HOW TO COMPLETE THIS TASK -> From the data that follows, set down exactly the lines from the one with "Question. Provide the position of each instance of the shell" through the one with "like x=198 y=192.", counting both. Pictures stay out.

EXTRACTED DATA ->
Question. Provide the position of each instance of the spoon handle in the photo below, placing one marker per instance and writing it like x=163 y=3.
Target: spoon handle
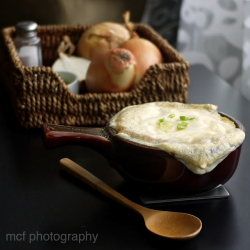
x=88 y=178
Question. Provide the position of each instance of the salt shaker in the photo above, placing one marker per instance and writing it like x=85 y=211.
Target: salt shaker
x=28 y=44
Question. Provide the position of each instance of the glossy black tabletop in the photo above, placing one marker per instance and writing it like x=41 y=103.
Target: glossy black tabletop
x=45 y=208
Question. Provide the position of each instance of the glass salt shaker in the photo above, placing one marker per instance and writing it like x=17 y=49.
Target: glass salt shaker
x=28 y=44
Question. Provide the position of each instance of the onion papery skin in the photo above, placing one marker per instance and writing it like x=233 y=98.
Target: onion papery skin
x=101 y=38
x=112 y=71
x=145 y=52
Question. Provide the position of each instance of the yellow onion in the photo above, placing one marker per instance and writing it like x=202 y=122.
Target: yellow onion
x=100 y=38
x=145 y=52
x=112 y=71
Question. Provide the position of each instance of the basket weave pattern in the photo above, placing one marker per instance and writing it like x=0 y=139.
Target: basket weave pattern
x=39 y=95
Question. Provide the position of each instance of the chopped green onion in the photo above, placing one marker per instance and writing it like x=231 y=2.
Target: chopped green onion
x=161 y=120
x=166 y=126
x=186 y=118
x=182 y=125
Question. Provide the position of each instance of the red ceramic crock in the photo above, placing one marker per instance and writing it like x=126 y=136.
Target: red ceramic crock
x=144 y=166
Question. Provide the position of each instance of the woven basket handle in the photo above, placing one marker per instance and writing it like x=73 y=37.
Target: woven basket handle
x=59 y=135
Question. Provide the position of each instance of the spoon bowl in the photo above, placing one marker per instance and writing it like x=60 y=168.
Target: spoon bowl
x=172 y=225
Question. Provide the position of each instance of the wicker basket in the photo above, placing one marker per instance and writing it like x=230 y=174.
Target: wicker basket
x=32 y=89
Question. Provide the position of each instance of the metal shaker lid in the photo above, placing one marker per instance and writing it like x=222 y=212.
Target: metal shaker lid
x=26 y=28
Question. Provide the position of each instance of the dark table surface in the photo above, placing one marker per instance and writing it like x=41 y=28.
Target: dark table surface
x=45 y=208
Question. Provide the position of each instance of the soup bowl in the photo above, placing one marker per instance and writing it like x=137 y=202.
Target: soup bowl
x=142 y=165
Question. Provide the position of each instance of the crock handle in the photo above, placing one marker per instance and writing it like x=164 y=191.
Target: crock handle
x=59 y=135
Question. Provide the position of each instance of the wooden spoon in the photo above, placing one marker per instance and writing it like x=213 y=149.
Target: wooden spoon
x=173 y=225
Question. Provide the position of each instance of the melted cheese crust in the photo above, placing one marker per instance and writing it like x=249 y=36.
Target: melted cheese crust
x=201 y=146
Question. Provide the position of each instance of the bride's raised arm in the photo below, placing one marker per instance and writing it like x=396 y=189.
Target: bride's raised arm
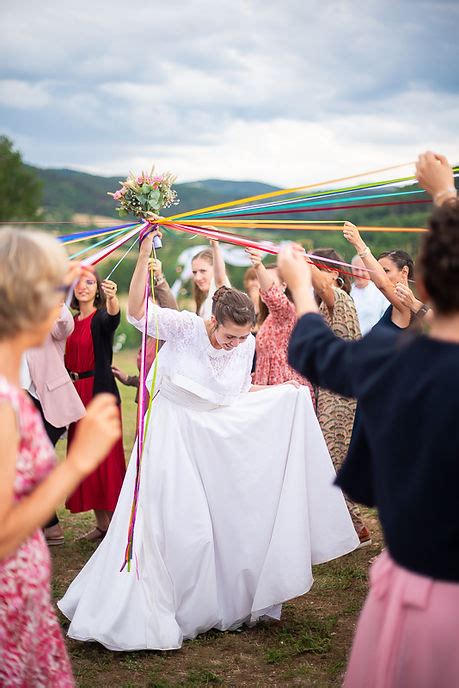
x=164 y=323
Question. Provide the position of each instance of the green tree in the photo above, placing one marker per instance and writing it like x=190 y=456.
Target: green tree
x=20 y=189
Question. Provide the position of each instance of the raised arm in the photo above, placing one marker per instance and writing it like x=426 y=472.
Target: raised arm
x=265 y=276
x=95 y=435
x=63 y=326
x=322 y=283
x=136 y=298
x=220 y=277
x=110 y=288
x=163 y=293
x=376 y=270
x=314 y=350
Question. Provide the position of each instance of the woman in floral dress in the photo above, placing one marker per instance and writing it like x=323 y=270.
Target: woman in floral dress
x=272 y=367
x=34 y=271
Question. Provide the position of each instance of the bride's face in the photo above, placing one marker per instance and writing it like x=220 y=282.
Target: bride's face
x=229 y=335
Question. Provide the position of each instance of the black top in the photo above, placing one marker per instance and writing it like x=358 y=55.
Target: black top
x=386 y=320
x=404 y=459
x=103 y=328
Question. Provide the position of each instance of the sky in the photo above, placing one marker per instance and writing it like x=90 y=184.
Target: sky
x=286 y=92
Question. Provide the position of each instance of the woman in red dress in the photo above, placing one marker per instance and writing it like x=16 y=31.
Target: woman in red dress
x=272 y=367
x=88 y=359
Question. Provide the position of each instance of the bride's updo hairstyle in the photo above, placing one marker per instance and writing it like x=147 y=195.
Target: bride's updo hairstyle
x=438 y=261
x=233 y=305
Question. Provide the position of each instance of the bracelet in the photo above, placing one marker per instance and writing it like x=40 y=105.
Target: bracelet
x=422 y=311
x=445 y=192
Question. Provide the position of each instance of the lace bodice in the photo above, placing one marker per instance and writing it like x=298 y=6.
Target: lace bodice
x=190 y=360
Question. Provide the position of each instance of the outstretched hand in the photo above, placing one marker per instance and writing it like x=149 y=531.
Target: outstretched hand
x=95 y=434
x=295 y=270
x=255 y=256
x=146 y=245
x=435 y=175
x=351 y=234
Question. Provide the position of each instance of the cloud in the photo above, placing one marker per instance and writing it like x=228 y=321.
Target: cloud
x=255 y=89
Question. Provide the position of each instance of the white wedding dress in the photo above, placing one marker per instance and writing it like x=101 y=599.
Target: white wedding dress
x=236 y=502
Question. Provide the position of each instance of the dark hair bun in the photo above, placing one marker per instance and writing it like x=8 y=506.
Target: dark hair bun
x=234 y=306
x=439 y=258
x=220 y=293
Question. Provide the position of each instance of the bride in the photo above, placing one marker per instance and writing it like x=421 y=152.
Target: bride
x=236 y=499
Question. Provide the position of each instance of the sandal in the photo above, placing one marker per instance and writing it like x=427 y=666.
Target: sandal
x=54 y=535
x=94 y=535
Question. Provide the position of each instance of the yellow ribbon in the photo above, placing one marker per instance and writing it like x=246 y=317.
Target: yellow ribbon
x=283 y=192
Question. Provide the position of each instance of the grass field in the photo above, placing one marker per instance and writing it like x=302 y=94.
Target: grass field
x=308 y=647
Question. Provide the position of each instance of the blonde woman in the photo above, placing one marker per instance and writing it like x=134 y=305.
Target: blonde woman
x=33 y=275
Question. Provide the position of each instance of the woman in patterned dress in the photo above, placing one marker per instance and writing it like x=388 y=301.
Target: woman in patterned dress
x=32 y=276
x=272 y=367
x=336 y=413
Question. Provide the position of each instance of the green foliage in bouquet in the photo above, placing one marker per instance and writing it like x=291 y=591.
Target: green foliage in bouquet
x=145 y=195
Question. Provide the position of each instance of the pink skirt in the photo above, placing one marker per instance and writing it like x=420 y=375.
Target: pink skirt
x=408 y=632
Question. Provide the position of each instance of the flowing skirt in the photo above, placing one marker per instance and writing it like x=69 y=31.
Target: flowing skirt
x=236 y=503
x=408 y=632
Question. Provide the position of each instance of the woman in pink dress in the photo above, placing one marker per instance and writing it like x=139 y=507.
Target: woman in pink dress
x=32 y=650
x=88 y=358
x=272 y=367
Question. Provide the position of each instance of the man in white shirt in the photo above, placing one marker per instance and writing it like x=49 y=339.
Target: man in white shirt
x=370 y=303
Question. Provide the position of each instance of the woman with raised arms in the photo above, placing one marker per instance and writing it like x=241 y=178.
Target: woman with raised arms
x=407 y=465
x=236 y=498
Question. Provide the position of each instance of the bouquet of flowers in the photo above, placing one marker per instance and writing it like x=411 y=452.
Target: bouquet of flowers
x=145 y=195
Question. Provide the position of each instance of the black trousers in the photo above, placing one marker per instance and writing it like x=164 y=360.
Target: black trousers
x=54 y=434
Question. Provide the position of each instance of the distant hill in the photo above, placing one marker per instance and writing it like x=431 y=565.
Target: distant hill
x=66 y=192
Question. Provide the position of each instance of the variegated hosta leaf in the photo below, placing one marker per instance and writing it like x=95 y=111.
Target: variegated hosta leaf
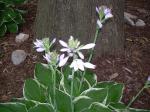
x=97 y=107
x=12 y=107
x=63 y=101
x=91 y=78
x=44 y=75
x=82 y=102
x=26 y=102
x=43 y=107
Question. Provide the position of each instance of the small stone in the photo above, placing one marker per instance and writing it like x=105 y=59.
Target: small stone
x=140 y=23
x=21 y=38
x=113 y=76
x=18 y=56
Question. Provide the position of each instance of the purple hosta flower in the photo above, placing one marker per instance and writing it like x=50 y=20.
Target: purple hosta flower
x=100 y=25
x=148 y=79
x=73 y=47
x=107 y=13
x=78 y=64
x=51 y=57
x=63 y=60
x=39 y=45
x=47 y=57
x=104 y=13
x=44 y=44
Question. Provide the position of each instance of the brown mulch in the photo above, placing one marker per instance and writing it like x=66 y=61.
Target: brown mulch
x=132 y=69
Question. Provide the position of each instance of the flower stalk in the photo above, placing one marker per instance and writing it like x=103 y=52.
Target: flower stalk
x=72 y=89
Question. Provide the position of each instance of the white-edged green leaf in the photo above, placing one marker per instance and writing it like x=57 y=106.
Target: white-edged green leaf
x=137 y=110
x=43 y=74
x=12 y=107
x=91 y=77
x=43 y=107
x=63 y=101
x=98 y=107
x=81 y=103
x=117 y=107
x=27 y=103
x=104 y=84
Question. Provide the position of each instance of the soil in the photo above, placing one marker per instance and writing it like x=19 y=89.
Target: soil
x=132 y=68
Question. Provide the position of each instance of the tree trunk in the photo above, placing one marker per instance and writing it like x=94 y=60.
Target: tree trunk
x=62 y=18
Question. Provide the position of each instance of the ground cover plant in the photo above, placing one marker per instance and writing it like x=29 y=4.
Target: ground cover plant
x=60 y=90
x=10 y=16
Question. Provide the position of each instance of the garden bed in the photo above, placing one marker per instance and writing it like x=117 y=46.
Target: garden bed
x=132 y=69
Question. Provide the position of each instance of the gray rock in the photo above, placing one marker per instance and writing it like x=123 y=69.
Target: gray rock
x=21 y=37
x=140 y=23
x=18 y=56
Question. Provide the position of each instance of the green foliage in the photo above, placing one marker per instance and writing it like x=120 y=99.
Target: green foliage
x=10 y=16
x=39 y=97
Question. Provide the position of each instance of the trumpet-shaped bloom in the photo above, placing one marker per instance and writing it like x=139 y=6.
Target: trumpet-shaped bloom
x=107 y=13
x=47 y=57
x=44 y=44
x=104 y=13
x=100 y=25
x=63 y=60
x=148 y=78
x=78 y=64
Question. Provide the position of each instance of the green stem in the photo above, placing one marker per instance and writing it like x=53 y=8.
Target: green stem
x=90 y=58
x=54 y=86
x=134 y=98
x=92 y=51
x=72 y=86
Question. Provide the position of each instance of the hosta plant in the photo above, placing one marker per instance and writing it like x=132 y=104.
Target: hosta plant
x=66 y=83
x=10 y=16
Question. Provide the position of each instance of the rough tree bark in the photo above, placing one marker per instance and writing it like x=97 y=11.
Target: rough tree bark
x=62 y=18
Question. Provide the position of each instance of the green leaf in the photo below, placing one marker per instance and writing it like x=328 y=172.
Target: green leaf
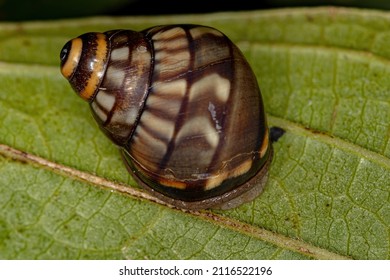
x=325 y=79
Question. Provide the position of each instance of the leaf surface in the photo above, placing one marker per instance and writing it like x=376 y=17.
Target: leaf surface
x=325 y=79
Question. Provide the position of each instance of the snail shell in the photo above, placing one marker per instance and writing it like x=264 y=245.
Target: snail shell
x=183 y=105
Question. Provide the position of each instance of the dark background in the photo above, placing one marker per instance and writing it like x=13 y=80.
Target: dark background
x=17 y=10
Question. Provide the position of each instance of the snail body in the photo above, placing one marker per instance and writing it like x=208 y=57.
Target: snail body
x=184 y=107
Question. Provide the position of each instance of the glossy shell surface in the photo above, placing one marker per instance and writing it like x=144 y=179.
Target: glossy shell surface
x=184 y=107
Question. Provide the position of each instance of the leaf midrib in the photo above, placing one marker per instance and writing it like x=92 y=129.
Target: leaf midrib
x=220 y=220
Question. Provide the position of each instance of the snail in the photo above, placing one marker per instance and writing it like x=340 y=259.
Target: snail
x=184 y=107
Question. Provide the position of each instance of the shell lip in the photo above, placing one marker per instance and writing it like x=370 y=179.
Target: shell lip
x=230 y=199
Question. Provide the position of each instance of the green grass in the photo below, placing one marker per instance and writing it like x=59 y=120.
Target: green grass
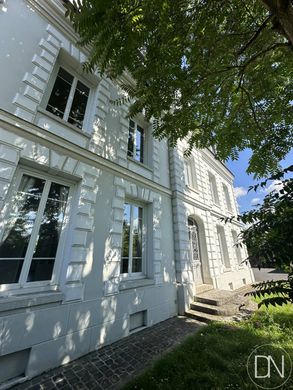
x=215 y=357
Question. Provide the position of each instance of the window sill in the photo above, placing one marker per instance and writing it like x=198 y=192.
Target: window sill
x=9 y=303
x=143 y=165
x=192 y=189
x=62 y=122
x=130 y=284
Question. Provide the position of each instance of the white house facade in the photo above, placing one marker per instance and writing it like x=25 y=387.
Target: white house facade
x=103 y=229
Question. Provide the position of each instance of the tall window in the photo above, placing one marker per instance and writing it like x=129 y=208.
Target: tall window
x=227 y=197
x=237 y=249
x=68 y=99
x=132 y=245
x=223 y=247
x=29 y=241
x=136 y=142
x=213 y=188
x=189 y=172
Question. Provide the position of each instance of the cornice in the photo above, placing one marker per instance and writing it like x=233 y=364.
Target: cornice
x=34 y=133
x=217 y=165
x=54 y=12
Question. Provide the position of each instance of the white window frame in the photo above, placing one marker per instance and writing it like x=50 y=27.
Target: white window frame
x=213 y=188
x=224 y=254
x=76 y=78
x=237 y=248
x=227 y=197
x=45 y=285
x=130 y=274
x=190 y=173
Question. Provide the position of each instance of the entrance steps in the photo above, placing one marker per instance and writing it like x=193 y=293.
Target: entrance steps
x=217 y=305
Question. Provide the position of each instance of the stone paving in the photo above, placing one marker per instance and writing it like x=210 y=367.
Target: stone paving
x=112 y=366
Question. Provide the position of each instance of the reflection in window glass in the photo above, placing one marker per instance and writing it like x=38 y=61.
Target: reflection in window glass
x=126 y=239
x=35 y=221
x=136 y=141
x=51 y=225
x=68 y=99
x=18 y=229
x=60 y=93
x=132 y=239
x=79 y=103
x=131 y=138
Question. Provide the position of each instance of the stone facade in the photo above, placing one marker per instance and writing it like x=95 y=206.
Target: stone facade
x=87 y=303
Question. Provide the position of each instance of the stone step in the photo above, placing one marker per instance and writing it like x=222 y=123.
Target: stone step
x=215 y=297
x=200 y=316
x=203 y=288
x=223 y=310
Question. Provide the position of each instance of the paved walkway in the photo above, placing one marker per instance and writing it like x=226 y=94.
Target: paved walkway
x=114 y=365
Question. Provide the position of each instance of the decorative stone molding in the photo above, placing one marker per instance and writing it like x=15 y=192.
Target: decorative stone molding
x=34 y=84
x=125 y=189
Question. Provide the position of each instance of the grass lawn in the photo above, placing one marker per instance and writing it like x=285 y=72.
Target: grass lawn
x=215 y=357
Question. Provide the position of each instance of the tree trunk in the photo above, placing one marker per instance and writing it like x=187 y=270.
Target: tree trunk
x=282 y=11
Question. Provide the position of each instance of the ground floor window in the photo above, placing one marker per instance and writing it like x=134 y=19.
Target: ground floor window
x=32 y=229
x=223 y=246
x=132 y=261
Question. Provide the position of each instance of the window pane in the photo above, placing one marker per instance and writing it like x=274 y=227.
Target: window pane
x=60 y=93
x=49 y=234
x=78 y=106
x=137 y=239
x=227 y=197
x=126 y=239
x=137 y=264
x=10 y=271
x=20 y=223
x=139 y=144
x=131 y=139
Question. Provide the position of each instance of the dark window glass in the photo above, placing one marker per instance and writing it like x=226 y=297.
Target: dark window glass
x=137 y=239
x=19 y=226
x=132 y=239
x=60 y=93
x=49 y=234
x=131 y=138
x=78 y=106
x=139 y=144
x=10 y=271
x=126 y=239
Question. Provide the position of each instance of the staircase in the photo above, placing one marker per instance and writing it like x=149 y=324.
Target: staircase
x=216 y=305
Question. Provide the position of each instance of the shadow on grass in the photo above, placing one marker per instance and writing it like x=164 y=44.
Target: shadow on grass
x=216 y=356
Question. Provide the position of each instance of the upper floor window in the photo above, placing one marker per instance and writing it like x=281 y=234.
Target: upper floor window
x=190 y=173
x=227 y=197
x=33 y=227
x=237 y=248
x=132 y=261
x=136 y=142
x=69 y=98
x=213 y=188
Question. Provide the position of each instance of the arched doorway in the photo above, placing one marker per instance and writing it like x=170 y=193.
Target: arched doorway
x=195 y=251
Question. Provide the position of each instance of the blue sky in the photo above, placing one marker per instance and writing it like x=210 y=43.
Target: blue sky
x=242 y=180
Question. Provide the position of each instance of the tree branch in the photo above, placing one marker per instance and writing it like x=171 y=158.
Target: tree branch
x=255 y=35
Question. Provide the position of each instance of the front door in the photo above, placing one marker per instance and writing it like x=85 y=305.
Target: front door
x=195 y=252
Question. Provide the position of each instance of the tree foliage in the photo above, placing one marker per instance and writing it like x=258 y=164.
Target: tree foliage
x=268 y=236
x=216 y=72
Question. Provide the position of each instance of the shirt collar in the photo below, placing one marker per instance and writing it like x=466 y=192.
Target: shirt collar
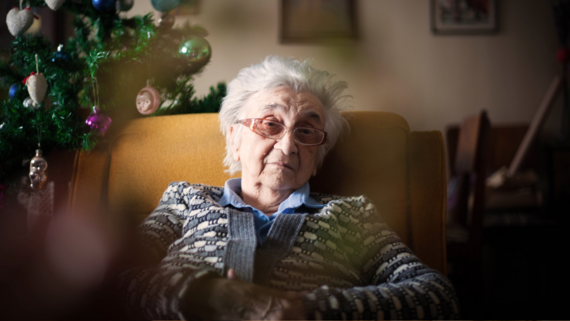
x=232 y=192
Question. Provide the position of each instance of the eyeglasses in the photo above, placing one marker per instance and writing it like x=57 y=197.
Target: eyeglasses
x=274 y=130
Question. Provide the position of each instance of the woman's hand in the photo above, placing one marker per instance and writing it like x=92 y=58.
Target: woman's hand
x=231 y=299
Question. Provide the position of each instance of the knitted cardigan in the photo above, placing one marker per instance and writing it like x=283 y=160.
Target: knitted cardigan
x=352 y=265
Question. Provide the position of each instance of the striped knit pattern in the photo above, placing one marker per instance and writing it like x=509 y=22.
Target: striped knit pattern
x=352 y=265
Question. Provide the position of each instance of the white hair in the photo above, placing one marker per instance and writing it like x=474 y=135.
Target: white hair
x=274 y=72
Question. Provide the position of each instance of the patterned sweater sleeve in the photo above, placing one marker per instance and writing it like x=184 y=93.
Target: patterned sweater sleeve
x=397 y=285
x=154 y=287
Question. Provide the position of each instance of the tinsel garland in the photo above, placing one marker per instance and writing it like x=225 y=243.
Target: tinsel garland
x=122 y=54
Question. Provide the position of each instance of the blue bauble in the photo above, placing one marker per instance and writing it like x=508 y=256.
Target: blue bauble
x=104 y=5
x=60 y=57
x=165 y=5
x=14 y=89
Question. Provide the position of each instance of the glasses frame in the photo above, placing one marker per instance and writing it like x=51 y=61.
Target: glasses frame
x=250 y=123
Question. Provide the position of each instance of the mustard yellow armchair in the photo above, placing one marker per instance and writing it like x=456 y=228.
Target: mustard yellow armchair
x=402 y=172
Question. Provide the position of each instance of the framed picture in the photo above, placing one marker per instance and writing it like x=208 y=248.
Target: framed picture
x=187 y=7
x=317 y=20
x=463 y=16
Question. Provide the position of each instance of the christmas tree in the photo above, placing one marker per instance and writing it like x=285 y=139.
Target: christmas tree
x=114 y=69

SOLUTION TO THE PROBLEM ->
Question. Provide the position of each instance of the shell lip in the photo above, placing one marker per instance and writing it like x=370 y=179.
Target: shell lip
x=230 y=199
Question. Provide the position of each instance of the green grass in the photo below, placing one marker per instance and writing it like x=59 y=120.
Target: green grass
x=215 y=357
Question. Provide the position of each instance of the window sill in the photo above, placing one marker per instance and writing it like x=198 y=192.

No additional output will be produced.